Problem requirements:
State how many lines in the records below contain the word "brick". Nothing else is needed.

Data entries
----
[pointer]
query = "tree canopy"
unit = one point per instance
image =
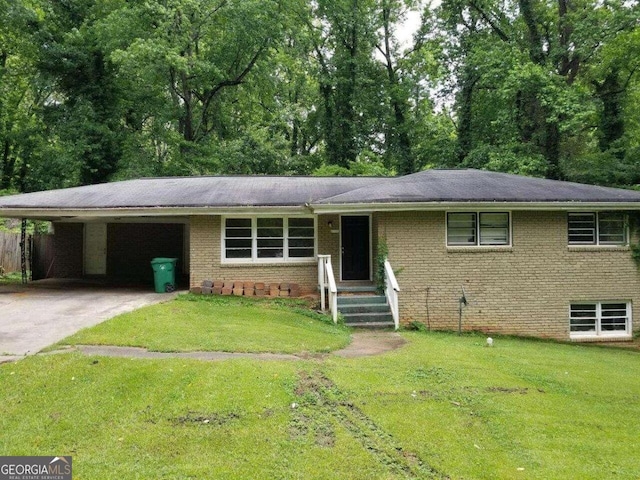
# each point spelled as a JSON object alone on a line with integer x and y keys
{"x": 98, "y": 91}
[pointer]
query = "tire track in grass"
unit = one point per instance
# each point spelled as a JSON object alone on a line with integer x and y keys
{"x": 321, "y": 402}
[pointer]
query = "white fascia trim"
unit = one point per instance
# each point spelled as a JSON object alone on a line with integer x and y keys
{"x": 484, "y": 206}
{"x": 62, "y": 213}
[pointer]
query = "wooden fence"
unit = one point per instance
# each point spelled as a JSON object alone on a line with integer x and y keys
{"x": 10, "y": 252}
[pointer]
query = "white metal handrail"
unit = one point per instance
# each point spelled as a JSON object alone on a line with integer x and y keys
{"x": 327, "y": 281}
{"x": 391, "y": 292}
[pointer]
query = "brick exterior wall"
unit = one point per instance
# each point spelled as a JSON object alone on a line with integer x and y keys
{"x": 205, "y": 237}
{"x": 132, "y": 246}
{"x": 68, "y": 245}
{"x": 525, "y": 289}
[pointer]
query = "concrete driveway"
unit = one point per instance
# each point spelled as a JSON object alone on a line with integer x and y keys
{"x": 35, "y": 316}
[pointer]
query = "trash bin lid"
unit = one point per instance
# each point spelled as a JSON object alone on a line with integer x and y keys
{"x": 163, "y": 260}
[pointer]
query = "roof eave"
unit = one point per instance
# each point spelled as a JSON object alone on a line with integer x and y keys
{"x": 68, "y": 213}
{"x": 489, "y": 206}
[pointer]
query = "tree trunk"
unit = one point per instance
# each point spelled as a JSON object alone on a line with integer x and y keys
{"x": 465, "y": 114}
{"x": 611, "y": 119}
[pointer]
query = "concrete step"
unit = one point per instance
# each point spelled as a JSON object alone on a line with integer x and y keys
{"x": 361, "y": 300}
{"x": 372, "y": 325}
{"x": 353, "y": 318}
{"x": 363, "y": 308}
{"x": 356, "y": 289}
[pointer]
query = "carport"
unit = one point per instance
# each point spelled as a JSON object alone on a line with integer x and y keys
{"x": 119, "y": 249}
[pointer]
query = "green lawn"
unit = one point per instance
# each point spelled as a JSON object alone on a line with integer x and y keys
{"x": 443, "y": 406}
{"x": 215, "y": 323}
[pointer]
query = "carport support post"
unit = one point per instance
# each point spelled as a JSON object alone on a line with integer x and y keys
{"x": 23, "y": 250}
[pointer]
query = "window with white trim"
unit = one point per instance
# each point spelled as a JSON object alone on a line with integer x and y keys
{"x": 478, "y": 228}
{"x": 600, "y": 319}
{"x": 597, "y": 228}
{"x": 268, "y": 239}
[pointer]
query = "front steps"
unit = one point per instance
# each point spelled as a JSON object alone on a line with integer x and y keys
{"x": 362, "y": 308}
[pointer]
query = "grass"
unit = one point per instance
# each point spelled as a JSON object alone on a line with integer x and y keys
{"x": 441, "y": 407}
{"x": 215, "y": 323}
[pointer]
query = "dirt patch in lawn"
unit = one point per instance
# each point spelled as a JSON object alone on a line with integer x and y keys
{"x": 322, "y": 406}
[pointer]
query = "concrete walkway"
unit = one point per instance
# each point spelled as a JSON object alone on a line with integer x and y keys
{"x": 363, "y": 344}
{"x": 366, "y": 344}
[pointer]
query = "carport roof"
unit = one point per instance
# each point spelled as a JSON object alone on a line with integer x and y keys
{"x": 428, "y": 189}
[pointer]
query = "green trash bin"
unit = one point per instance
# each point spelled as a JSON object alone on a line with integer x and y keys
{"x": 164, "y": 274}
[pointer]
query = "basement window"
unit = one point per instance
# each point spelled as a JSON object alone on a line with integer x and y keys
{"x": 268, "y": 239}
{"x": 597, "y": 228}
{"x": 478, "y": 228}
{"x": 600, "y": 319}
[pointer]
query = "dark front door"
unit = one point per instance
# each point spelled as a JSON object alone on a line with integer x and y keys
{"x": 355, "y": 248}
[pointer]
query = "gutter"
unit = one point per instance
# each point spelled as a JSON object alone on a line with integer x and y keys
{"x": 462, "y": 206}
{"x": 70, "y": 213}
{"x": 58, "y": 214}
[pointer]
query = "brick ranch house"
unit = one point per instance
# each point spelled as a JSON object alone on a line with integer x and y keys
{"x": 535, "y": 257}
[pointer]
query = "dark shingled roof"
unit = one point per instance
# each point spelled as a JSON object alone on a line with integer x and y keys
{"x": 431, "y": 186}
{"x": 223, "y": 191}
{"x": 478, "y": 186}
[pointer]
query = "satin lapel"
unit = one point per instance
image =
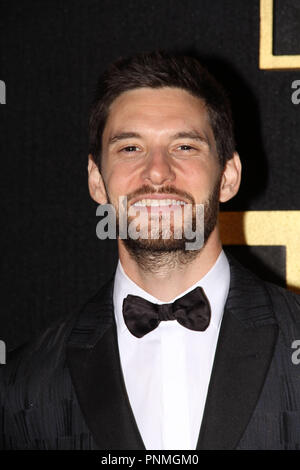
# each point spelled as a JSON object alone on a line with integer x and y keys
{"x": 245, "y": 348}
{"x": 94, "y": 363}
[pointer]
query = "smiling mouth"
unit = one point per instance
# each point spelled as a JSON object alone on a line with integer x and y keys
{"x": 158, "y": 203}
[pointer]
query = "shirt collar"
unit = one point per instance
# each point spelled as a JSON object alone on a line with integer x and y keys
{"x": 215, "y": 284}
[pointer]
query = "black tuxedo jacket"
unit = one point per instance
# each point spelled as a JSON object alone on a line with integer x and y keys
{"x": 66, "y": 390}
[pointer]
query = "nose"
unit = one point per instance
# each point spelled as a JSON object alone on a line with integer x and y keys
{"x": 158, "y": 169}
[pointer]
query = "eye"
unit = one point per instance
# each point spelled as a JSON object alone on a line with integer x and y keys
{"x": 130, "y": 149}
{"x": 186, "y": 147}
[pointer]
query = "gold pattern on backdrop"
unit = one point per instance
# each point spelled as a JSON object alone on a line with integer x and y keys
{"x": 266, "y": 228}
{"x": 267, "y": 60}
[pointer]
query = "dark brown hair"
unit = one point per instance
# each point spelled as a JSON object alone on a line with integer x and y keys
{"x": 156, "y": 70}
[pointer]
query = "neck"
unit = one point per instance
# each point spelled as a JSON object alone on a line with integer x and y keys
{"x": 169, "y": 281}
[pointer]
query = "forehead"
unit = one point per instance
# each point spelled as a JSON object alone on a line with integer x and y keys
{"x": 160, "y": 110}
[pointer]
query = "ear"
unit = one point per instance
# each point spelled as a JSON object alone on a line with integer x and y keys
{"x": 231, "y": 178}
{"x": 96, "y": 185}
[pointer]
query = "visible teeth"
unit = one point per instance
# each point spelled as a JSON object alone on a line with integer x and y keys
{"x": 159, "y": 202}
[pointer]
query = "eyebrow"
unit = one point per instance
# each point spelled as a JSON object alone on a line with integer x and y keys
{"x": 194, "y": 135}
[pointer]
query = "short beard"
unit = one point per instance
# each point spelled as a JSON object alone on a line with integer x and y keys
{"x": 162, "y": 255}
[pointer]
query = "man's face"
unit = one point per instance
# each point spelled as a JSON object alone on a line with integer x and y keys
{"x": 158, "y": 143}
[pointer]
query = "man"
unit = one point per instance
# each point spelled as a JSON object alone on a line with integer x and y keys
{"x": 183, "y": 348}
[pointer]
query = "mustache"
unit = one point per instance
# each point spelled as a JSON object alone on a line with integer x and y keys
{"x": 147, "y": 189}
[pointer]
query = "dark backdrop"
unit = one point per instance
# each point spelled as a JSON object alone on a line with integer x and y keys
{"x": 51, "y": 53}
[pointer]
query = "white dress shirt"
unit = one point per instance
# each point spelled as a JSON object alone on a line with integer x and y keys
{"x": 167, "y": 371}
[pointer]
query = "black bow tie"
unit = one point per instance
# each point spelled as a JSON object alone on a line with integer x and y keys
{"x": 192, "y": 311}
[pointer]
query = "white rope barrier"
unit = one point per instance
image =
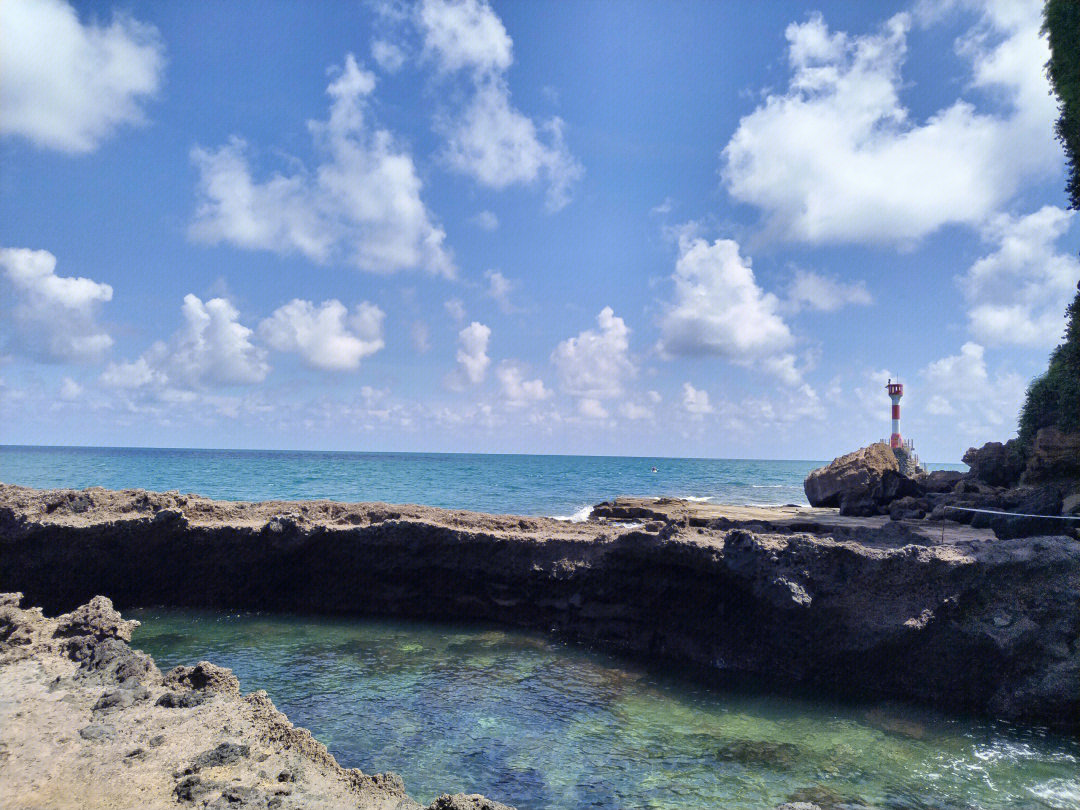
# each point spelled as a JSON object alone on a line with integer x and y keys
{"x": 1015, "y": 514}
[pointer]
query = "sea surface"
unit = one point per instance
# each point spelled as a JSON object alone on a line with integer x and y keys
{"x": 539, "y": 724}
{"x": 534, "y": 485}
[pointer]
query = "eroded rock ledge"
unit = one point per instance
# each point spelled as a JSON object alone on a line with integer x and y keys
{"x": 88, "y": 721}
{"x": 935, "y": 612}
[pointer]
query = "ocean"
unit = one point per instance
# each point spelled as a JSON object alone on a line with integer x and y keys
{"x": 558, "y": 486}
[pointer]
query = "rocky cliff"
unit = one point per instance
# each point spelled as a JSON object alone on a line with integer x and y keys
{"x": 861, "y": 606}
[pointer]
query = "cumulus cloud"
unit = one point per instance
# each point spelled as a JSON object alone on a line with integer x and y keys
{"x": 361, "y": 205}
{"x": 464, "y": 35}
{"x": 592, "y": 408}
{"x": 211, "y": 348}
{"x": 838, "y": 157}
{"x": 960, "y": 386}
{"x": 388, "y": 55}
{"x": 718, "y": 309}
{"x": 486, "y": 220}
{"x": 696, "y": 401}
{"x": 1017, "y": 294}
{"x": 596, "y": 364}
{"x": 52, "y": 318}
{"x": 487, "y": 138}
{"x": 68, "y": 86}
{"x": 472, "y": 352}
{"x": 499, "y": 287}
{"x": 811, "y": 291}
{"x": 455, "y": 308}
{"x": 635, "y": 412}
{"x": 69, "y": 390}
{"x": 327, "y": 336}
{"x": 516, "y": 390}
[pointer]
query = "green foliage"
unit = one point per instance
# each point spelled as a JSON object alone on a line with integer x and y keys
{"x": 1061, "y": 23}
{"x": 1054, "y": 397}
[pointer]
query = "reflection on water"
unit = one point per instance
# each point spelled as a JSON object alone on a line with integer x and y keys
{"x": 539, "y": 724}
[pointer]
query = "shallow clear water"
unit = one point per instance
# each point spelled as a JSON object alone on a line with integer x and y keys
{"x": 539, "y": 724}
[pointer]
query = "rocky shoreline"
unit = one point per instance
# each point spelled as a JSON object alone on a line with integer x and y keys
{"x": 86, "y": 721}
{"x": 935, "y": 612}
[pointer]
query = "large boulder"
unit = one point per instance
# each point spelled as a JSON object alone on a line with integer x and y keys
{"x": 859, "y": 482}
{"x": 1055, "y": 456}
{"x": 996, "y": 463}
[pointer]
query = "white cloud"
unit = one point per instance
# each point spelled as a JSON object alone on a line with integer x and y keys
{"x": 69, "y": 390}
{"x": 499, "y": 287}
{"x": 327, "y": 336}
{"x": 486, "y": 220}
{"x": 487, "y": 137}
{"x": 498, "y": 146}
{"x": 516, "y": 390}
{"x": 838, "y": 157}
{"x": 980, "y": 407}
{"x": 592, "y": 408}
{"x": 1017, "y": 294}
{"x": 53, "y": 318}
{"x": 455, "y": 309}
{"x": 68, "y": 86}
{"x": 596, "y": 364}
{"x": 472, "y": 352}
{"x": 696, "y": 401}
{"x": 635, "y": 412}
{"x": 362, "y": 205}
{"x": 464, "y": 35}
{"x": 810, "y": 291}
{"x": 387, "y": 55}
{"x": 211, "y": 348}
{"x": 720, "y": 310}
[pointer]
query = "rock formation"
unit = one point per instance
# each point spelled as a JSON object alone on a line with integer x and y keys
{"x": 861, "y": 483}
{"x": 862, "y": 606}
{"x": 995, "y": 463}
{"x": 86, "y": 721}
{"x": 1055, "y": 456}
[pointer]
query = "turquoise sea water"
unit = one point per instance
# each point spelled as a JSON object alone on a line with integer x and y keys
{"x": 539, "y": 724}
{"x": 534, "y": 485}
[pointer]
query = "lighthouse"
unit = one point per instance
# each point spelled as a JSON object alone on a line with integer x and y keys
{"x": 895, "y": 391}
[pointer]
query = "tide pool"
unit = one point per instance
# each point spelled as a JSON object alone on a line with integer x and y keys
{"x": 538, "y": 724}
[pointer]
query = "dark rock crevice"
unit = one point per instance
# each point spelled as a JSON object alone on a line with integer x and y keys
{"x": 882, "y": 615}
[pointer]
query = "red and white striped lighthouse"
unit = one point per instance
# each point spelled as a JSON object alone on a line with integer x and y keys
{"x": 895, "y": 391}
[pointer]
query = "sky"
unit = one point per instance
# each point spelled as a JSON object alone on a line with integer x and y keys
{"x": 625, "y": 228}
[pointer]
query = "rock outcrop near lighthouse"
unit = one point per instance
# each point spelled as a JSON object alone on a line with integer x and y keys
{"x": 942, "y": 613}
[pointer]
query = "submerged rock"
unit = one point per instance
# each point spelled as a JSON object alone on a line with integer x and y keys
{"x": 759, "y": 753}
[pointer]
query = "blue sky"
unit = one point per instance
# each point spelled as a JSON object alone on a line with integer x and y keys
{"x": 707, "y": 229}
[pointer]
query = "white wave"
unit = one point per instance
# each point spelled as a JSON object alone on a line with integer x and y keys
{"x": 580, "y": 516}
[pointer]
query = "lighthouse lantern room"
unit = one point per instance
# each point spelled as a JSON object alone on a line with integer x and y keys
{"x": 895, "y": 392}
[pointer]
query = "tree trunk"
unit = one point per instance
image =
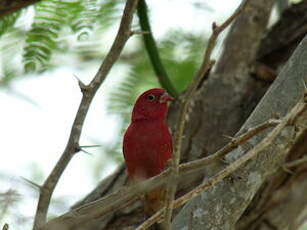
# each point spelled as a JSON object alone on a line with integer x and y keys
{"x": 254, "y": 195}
----
The completed task:
2